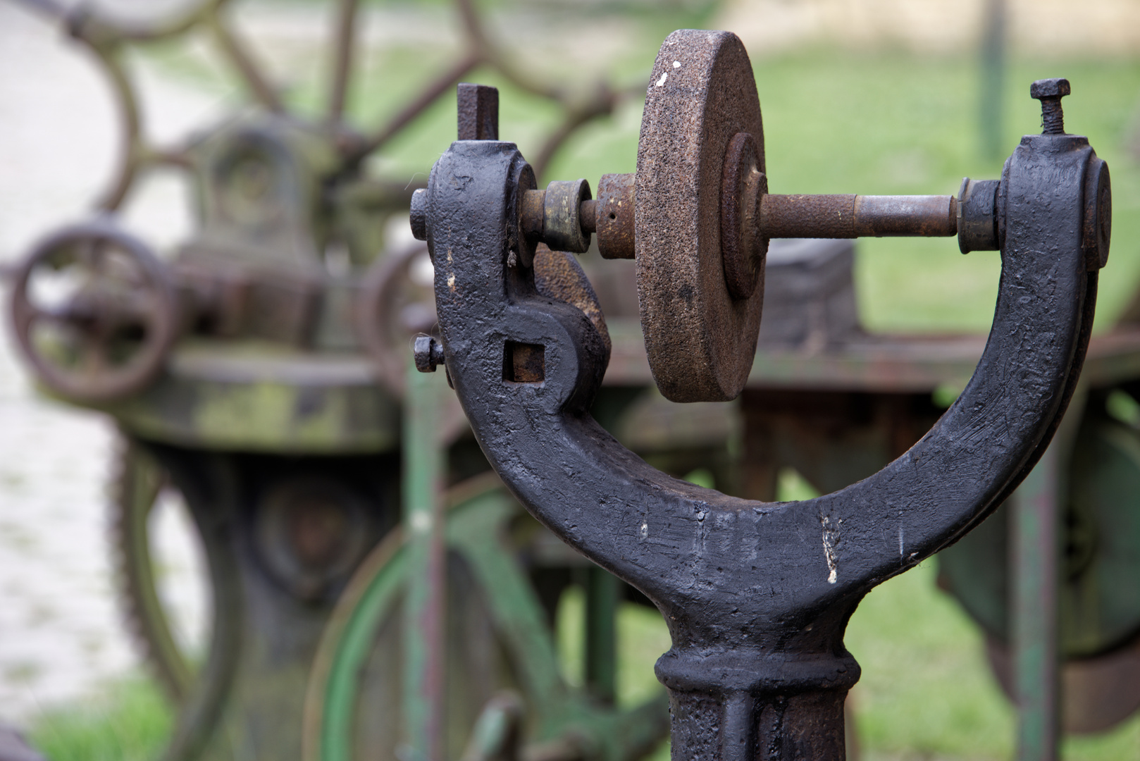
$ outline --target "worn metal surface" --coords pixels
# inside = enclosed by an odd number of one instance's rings
[[[885,237],[958,234],[952,195],[773,195],[759,202],[765,237]]]
[[[667,100],[658,91],[670,79],[686,90],[673,103],[674,120],[700,115],[732,89],[712,75],[716,66],[740,71],[746,60],[732,35],[670,35],[643,126],[654,124]],[[755,116],[758,128],[758,106]],[[692,119],[682,123],[693,126]],[[720,137],[714,127],[706,123],[700,133],[716,145],[719,165],[741,129]],[[643,200],[654,191],[668,199],[649,180],[643,194],[643,160],[656,162],[654,181],[674,180],[678,209],[707,197],[705,185],[692,180],[699,176],[694,153],[705,146],[684,143],[692,131],[666,139],[643,129],[640,267],[648,237],[669,244],[662,232],[685,219],[676,209],[668,219],[643,216]],[[669,139],[681,140],[669,155],[653,152]],[[539,298],[527,273],[510,262],[506,232],[518,224],[523,157],[508,143],[457,141],[437,162],[426,232],[432,250],[449,254],[446,265],[437,257],[435,294],[456,391],[491,464],[523,504],[666,616],[674,647],[657,671],[670,690],[674,758],[842,758],[842,701],[858,678],[842,647],[850,613],[874,584],[953,542],[1004,500],[1048,447],[1075,387],[1096,303],[1096,273],[1081,246],[1092,155],[1084,138],[1023,139],[1002,180],[1005,246],[994,326],[969,384],[919,443],[878,473],[791,504],[749,502],[671,479],[594,423],[586,410],[605,370],[601,337],[580,310]],[[677,177],[678,168],[690,171]],[[645,209],[666,205],[650,200]],[[687,219],[676,237],[700,244],[697,220]],[[640,278],[643,305],[654,289],[676,293],[686,273],[670,275],[666,280],[662,268],[657,281]],[[727,298],[719,267],[716,275]],[[674,329],[674,341],[691,340],[666,310],[658,317]],[[649,321],[651,364],[650,338],[661,327]],[[540,381],[504,377],[512,343],[543,348]],[[686,371],[700,372],[701,362],[694,355]]]
[[[635,175],[602,175],[597,181],[594,227],[597,250],[604,259],[633,259]]]
[[[720,179],[720,256],[724,281],[735,299],[764,288],[768,238],[757,226],[760,199],[768,192],[759,148],[748,132],[736,132],[725,151]]]
[[[653,379],[674,402],[740,394],[764,292],[735,299],[720,257],[720,176],[738,132],[764,128],[748,52],[727,32],[674,32],[645,97],[637,147],[635,245],[642,333]]]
····················
WHAT IS NEEDED.
Format the rows above as a JSON list of strings, with one string for each line and no blank lines. Leave the pictures out.

EXERCISE OUTPUT.
[
  "$ outline --target \"worn metal surface\" --coords pixels",
  "# inside = enclosed by an odd number of one instance's rings",
  "[[[885,237],[958,234],[952,195],[773,195],[759,202],[765,237]]]",
  "[[[667,100],[658,91],[670,79],[686,90],[673,103],[674,120],[700,115],[732,89],[712,75],[716,66],[740,71],[746,60],[732,35],[670,35],[643,126],[654,124]],[[755,116],[758,128],[758,106]],[[692,119],[682,123],[693,126]],[[720,137],[714,127],[706,123],[700,133],[716,145],[719,165],[741,129]],[[643,200],[654,191],[668,199],[649,180],[643,194],[643,160],[656,162],[654,181],[674,180],[678,209],[707,197],[705,185],[692,180],[699,176],[694,153],[705,146],[684,143],[692,131],[666,139],[643,129],[640,267],[648,237],[669,244],[662,232],[685,219],[676,209],[668,219],[643,216]],[[669,139],[681,140],[669,155],[653,152]],[[539,298],[527,273],[510,262],[506,232],[518,224],[523,157],[508,143],[457,141],[437,162],[426,232],[432,250],[449,254],[446,265],[437,257],[435,294],[456,391],[491,464],[523,504],[666,616],[674,647],[657,671],[670,690],[674,758],[842,758],[842,701],[858,678],[842,647],[850,613],[874,584],[953,542],[1004,500],[1048,447],[1075,387],[1096,303],[1096,273],[1081,246],[1092,155],[1084,138],[1023,139],[1002,180],[1005,246],[994,326],[969,384],[919,443],[878,473],[791,504],[749,502],[671,479],[594,423],[586,410],[605,370],[601,337],[580,310]],[[677,177],[678,168],[690,171]],[[645,209],[666,205],[650,200]],[[687,219],[676,237],[700,244],[697,220]],[[640,278],[643,305],[654,289],[676,293],[686,273],[670,275],[666,280],[662,268],[657,281]],[[727,298],[719,267],[716,275]],[[674,329],[674,341],[691,340],[666,310],[658,317]],[[649,321],[651,364],[650,338],[661,327]],[[540,381],[504,377],[512,343],[543,348]],[[686,371],[700,372],[701,362],[694,355]]]",
  "[[[635,175],[602,175],[597,181],[594,227],[597,250],[604,259],[633,259]]]",
  "[[[720,179],[720,256],[724,281],[735,299],[764,288],[768,238],[757,226],[760,199],[768,192],[759,148],[748,132],[736,132],[725,151]]]",
  "[[[653,379],[674,402],[740,394],[764,292],[735,299],[720,257],[720,176],[738,132],[764,128],[748,52],[727,32],[674,32],[645,97],[637,147],[635,245],[642,333]]]"
]